▶ _What to do_:
Please update the records below by replacing every "pigeon's" with "bird's" and changing nothing else. Leave the pictures out of your answer.

▶ _Entries_:
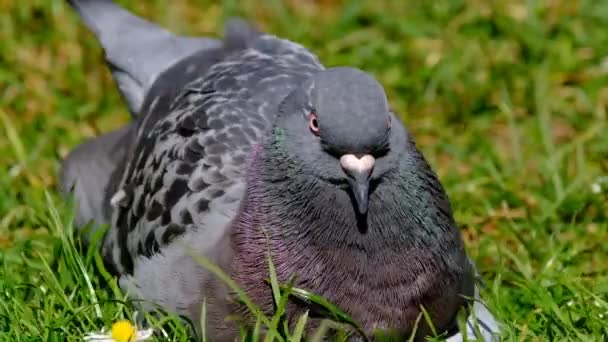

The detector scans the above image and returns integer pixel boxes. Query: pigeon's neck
[232,140,472,327]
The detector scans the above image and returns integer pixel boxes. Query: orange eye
[308,112,320,135]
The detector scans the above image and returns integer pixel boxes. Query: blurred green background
[0,0,608,341]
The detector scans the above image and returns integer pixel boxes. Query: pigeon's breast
[104,36,321,273]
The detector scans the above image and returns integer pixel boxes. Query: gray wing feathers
[59,125,132,240]
[68,0,220,116]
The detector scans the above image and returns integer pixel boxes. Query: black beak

▶ _Result for this exercise_:
The detector scans the above image and returns integer pixel boxes. Query: bird's neck
[232,140,472,327]
The detector scans the above image and returns integer pixel boxes. Query: orange eye
[308,112,320,135]
The detector scans the above image and returns integer pixel boxes. Query: blurred green background
[0,0,608,341]
The detector scans the above image and returns integer pixel boxes. Query: bird's breast
[104,36,321,273]
The detector scans the above image and returns integer pixel boxes. Query: gray wing feathers
[59,125,132,240]
[68,0,220,116]
The detector scans the above image and returns integer pixel boxes. Query: black beak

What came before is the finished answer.